▸ EXCERPTED TEXT
'''

Vietnamese cuisine

Vietnamese cuisine is a part of Vietnamese culture. Fish sauce, soy sauce, rice, fresh herbs, fruits and vegetables are the base of recipes. Vietnamese recipes contain a diverse range of herbs, including lemongrass, mint, Vietnamese mint, long coriander and Thai basil leaves. Traditional Vietnamese cooking style focuses on the freshness of the ingredients and the great combination of the dishes. Fish, chicken, pork, beef, and various kinds of seafood are widely used in Vietnamese cuisine. The Vietnamese have a lot of vegetarian food due to the tradition influenced by Buddhist values.

'''

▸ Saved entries

'''

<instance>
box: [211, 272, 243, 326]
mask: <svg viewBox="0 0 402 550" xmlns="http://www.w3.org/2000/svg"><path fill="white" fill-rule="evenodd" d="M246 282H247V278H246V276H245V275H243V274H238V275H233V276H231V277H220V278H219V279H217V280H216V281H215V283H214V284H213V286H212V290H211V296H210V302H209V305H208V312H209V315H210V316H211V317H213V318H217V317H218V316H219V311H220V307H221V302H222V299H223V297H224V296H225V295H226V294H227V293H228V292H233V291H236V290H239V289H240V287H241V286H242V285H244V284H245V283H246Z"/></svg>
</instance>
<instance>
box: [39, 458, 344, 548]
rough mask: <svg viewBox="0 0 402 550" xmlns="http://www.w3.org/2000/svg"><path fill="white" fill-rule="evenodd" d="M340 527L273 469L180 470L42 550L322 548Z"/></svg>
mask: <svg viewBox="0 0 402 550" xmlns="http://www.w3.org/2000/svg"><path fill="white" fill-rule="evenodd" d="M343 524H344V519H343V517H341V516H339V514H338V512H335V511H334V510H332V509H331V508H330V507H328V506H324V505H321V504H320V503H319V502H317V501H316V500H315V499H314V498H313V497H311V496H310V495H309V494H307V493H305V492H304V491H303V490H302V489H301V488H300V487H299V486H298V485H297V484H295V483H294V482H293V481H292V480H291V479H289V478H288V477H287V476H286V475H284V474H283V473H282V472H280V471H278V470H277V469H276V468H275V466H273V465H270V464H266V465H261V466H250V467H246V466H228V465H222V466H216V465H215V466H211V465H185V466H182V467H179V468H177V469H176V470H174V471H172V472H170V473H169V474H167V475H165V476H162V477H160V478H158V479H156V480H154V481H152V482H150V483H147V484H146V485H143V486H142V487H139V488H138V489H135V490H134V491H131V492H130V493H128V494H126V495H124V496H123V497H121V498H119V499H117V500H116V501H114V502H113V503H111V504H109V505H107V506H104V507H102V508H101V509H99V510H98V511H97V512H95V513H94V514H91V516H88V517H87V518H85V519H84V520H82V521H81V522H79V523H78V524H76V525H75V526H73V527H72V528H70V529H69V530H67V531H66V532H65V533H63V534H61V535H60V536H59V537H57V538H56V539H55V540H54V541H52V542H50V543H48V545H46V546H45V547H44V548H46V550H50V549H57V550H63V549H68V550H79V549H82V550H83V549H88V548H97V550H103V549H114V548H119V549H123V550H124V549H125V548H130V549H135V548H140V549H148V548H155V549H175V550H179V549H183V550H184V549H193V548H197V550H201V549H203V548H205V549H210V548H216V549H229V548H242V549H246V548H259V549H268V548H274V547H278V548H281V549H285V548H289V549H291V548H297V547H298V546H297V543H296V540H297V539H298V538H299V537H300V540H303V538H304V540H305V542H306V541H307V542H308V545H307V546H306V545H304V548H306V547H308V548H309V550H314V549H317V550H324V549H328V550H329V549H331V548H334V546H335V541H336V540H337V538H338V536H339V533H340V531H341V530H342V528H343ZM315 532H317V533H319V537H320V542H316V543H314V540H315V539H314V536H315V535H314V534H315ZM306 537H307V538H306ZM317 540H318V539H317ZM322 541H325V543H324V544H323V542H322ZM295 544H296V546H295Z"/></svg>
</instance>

'''

▸ WORK TO COMPLETE
1. Answer these questions from the text on Vietnamese cuisine:
(a) What forms the base of Vietnamese recipes?
(b) What does traditional Vietnamese cooking style focus on?
(c) What does the text give as the cause of the Vietnamese having a lot of vegetarian food?
2. Decide whether each statement agrees with the text on Vietnamese cuisine, and quote the words that settle it:
(a) Thai basil is one of the herbs found in Vietnamese recipes.
(b) Seafood is seldom used in Vietnamese cuisine.
(c) Soy sauce is among the bases of Vietnamese recipes.

▸ ANSWERS TO THE PROBLEMS
1.
(a) Fish sauce, soy sauce, rice, fresh herbs, fruits and vegetables.
(b) The freshness of the ingredients and the great combination of the dishes.
(c) The tradition influenced by Buddhist values.

2.
(a) Yes: "including lemongrass, mint, Vietnamese mint, long coriander and Thai basil leaves"
(b) No: "Fish, chicken, pork, beef, and various kinds of seafood are widely used in Vietnamese cuisine."
(c) Yes: "Fish sauce, soy sauce, rice, fresh herbs, fruits and vegetables are the base of recipes."